◆ Excerpt provided
--

As a result, the main objective of such an interview is to clarify as clearly as possible the “protective” abilities of the candidate, which are important for the advertised vacancy.

What candidates are invited to a stress interview

This format can be used to find:

  • executives, 
  • salesmen, 
  • service personnel,
  • secretaries and top management assistants,
  • other professions that require a high level of stress resistance

Also, if the vacancy is associated with a large amount of communication work (politics, media, public relations), the inclusion of stress-elements in the interview can help to understand how ready a person is for surprises, non-standard situations and other factors that somehow will be present in his/her daily work.

sample stress interview questions and answers

7 rules of a stress-meeting

Interview formats with the interviewer’s hysterical antics, orders to sell the elephant, and overtly boorish behavior are a thing of the past. Yes, even today discomforting and provocative questions are allowed at such meetings, chaos and an unpleasant environment are artificially created (someone is constantly disturbing, calling the interviewer, wandering into the negotiation room where the candidate stays, etc.). But when uncontrollable rudeness and criticism descends on the candidate, the interviewer is very late because he “forgot”, or asks to sit on a broken chair – this is already beyond the bounds.  

In its pure form, the stress method is uncommon today. Experienced recruiters opt for a “mix”: combining stress inclusions with other formats, such as DISC or STAR, if necessary.

--

◆ Aim 1
Answer these questions using the stress interview excerpt:
(a) What is the main objective of such an interview?
(b) Which fields are named as examples of vacancies with a large amount of communication work?
(c) With which formats do experienced recruiters combine stress inclusions?
◆ Aim 2
Carry on the stress interview excerpt, beginning right after its final sentence.

Records from a data source:
--

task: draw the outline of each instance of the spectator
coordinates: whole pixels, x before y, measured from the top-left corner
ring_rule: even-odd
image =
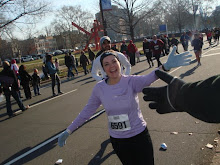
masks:
[[[157,36],[154,35],[153,40],[150,43],[150,48],[151,48],[151,51],[153,52],[154,57],[157,60],[158,67],[162,65],[160,62],[160,56],[161,56],[161,52],[163,49],[163,45],[164,45],[163,41],[161,41],[160,39],[157,39]]]
[[[30,90],[30,82],[32,80],[32,77],[28,74],[26,71],[26,66],[21,65],[19,67],[19,75],[21,79],[21,85],[23,86],[24,89],[24,94],[26,99],[31,99],[31,90]]]
[[[88,47],[88,52],[89,52],[89,60],[91,61],[90,71],[92,71],[93,61],[95,60],[95,53],[90,49],[90,47]]]
[[[153,60],[152,60],[152,51],[151,51],[151,48],[150,48],[150,42],[146,38],[144,39],[144,42],[143,42],[143,51],[144,51],[144,54],[147,58],[149,68],[151,68],[152,66],[154,66],[154,63],[153,63]]]
[[[60,77],[57,74],[57,68],[55,67],[54,63],[53,63],[53,56],[52,55],[48,55],[47,59],[46,59],[46,65],[51,77],[51,81],[52,81],[52,93],[53,96],[56,96],[56,93],[54,91],[54,87],[55,87],[55,81],[57,81],[57,91],[58,94],[63,94],[63,92],[60,90]]]
[[[78,69],[77,69],[78,61],[77,61],[77,58],[73,54],[71,54],[71,53],[69,53],[69,56],[72,59],[72,68],[75,70],[76,75],[78,75]]]
[[[199,39],[198,34],[194,35],[194,40],[192,40],[192,46],[194,47],[194,53],[196,55],[196,60],[198,62],[197,66],[200,66],[201,65],[200,57],[202,55],[203,41],[201,39]]]
[[[74,73],[72,72],[72,67],[73,67],[73,61],[72,61],[72,58],[70,57],[70,55],[68,53],[65,54],[65,65],[68,69],[68,72],[67,72],[67,78],[74,78]]]
[[[15,72],[15,75],[16,75],[16,77],[17,77],[17,79],[18,79],[18,88],[19,88],[19,90],[18,90],[18,95],[19,95],[19,97],[20,98],[23,98],[22,96],[21,96],[21,87],[20,87],[20,76],[19,76],[19,67],[18,67],[18,65],[16,64],[16,60],[11,60],[11,70],[13,70],[14,72]]]
[[[5,81],[2,81],[4,78],[9,78],[11,83],[10,85],[6,84]],[[0,72],[0,94],[4,92],[5,99],[6,99],[6,107],[7,107],[7,114],[9,118],[14,117],[15,113],[13,113],[11,109],[11,96],[16,100],[18,106],[22,111],[25,111],[29,108],[29,106],[24,106],[22,103],[19,95],[18,95],[18,81],[15,73],[10,69],[10,64],[7,61],[3,62],[3,70]]]
[[[137,51],[137,48],[132,40],[130,40],[130,43],[128,44],[128,55],[130,57],[130,64],[131,66],[135,65],[135,52]]]
[[[34,73],[32,75],[32,86],[34,88],[35,96],[41,95],[41,93],[40,93],[40,76],[38,75],[37,69],[34,69]]]
[[[125,41],[122,41],[120,52],[123,53],[124,51],[126,51],[126,54],[128,54],[128,46],[126,45]]]
[[[57,73],[59,74],[60,73],[60,63],[59,63],[58,58],[55,58],[54,65],[55,65],[55,67],[57,69]]]
[[[180,42],[183,45],[184,51],[188,51],[189,40],[190,37],[186,34],[186,32],[183,32],[183,34],[180,36]]]
[[[89,73],[88,69],[86,68],[87,64],[89,64],[89,60],[85,55],[85,52],[82,50],[81,51],[81,56],[79,58],[80,60],[80,66],[82,66],[83,70],[84,70],[84,74],[87,75],[87,73]]]
[[[172,34],[172,39],[170,40],[170,46],[174,47],[176,46],[176,53],[179,54],[178,52],[178,44],[179,44],[179,41],[175,38],[175,35]]]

--

◆ Task result 1
(a) To clarify as clearly as possible the "protective" abilities of the candidate that are important for the advertised vacancy.
(b) Politics, media, and public relations.
(c) DISC or STAR.

◆ Task result 2
Therewith:

  1. from the very beginning, you need to come up with the level of stress tolerance that the candidate needs for the position. This will help prepare questions or situations that will not exceed the degree of communication and allow you to see the point;
  2. stress questions are not advised to be asked at the first meeting with the candidate. It is better to get to know the job seeker in a neutral atmosphere, talk about the position, make a pleasant impression;
  3. the day before a stress-interview, you should tell the job seeker that you plan to have a non-standard conversation; 
  4. it is important to control the psychological pressure, not to turn the meeting into a biased interrogation;
  5. questions should be asked gradually increasing the degree, mix open and closed questions; closed questions should be formulated quickly, leaving little pause for reflection; 
  6. 15-20 minutes for a stress test is quite enough to “consider” the candidate;
  7. do not forget to apologize to the candidate afterwards, explain what it was and for what purpose, and remember that with any touching the job seeker also makes conclusions (about the recruiter and the company).

how do you handle pressure interview

Techniques and stress interview questions

  • When the recruiter/HR is late for an interview. 
  • When the recruiter talks on the phone for a long time during the meeting.
  • Unexpected switching to an informal “you” during the interview.
  • Physical discomfort: the room is noisy, too hot or cold, too bright or dark, etc.
  • Questionnaires with a lot of one-type questions.
  • Panel interview (meeting with two or more employer representatives) in a very dynamic mode, with many questions from each participant and a minimum of time to answer. 
  • Carousel method. When a candidate begins a conversation with one recruiter, after a pause with a second, third, and everything starts all over again.
  • Frequent interruptions and vulgar comments like “Do you really think this is a success?”, “How absurd!”, “I see you have trouble communicating”, etc. 

Sample stress interwiew questions:

  • Do you really think your experience qualifies you for that salary?
  • Are you sure your competencies are still up to date?
  • Am I (i.e., the recruiter) having a good conversation with you?
  • Why don’t you have anything to say?
  • Have you ever been fined for shoplifting?
  • How many rabbits will fit in this office?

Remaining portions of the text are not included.